Type out the material below exactly.

[Start of DATA IN THIS EXERCISE]

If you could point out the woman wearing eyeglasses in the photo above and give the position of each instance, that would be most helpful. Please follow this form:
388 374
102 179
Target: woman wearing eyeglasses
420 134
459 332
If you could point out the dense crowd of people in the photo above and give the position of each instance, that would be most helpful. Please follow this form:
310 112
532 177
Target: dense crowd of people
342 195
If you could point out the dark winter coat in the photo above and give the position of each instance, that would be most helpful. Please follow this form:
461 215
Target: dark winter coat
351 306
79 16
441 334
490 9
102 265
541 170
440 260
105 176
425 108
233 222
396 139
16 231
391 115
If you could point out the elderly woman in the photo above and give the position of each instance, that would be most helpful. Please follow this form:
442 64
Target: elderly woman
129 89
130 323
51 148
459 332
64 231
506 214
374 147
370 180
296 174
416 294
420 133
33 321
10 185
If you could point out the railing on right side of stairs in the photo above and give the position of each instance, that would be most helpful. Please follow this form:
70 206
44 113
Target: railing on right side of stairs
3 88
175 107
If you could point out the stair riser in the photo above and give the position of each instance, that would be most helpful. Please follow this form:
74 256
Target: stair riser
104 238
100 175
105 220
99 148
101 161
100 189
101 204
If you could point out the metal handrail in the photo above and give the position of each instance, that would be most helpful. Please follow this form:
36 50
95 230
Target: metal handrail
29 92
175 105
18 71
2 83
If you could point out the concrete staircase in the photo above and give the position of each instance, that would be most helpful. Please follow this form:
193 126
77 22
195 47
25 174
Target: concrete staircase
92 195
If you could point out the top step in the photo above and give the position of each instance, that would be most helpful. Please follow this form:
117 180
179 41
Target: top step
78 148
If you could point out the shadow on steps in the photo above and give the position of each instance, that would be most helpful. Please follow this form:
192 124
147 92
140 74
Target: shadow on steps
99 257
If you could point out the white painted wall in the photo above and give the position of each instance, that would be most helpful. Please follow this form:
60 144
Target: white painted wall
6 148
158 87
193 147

[End of DATA IN THIS EXERCISE]

ANSWER BELOW
If you could point out the woman wearing eyeglasses in the photo above and give the position of each instance, that would be most helpful. Please follow this form:
388 374
102 179
Target: woman wearing eyeglasses
420 134
459 332
If you could point out the dense crowd of people in the photo above and give the position of each instance, that would be most helpful. Please follow this form:
310 112
532 177
Target: dense crowd of people
342 195
If you could point out the dark winter coat in the photo above and give the position of each instance, that would be most helpful. Please follow this form:
461 215
Target: dark winter coat
351 306
79 16
441 334
490 9
102 265
541 170
440 260
105 176
425 108
233 222
396 139
16 231
391 115
If you could point out the elderly woman in the photo above and give the position of each instance, that would be most helpful. Please follow this form:
442 64
Target: elderly woman
129 89
130 323
51 148
459 332
64 231
506 214
374 147
370 180
296 174
416 294
420 133
33 321
10 185
If you could point out the railing on right side of stairs in the photo above and give the position of each instance, that would be most helpful. Please follow this form:
70 206
44 113
Target: railing on right side of stairs
3 88
175 107
If you could point out the stair riser in the photo above and give the position of each instance, that would be most helpful. Please follow this form:
74 256
Target: stair riser
104 238
100 175
105 220
99 148
101 161
100 189
101 204
If you could point out the metal handrail in the photo above and give the position of each instance, that would be most helpful. Please follow this form:
36 50
95 230
Target: metal handrail
29 92
175 105
18 71
2 83
If you could point out the concrete staircase in the photo above and give the position of each instance, that would be most helpful. Please follow this form:
193 126
77 22
195 47
25 174
Target: concrete staircase
92 195
If you could point out the top step in the photo above and give the position of each instance, that would be most helpful. Please follow this form:
117 180
179 41
Target: top step
78 148
If you could point out the shadow on steps in the photo above and give the position of each instance, that would be most helpful. Please follow this form:
192 124
147 92
140 74
Target: shadow on steps
99 257
If you could point out the white painted wall in the photo above and give the position of each instance, that would be most helpful. Please follow this form:
60 144
Target: white painted wall
6 148
158 87
193 147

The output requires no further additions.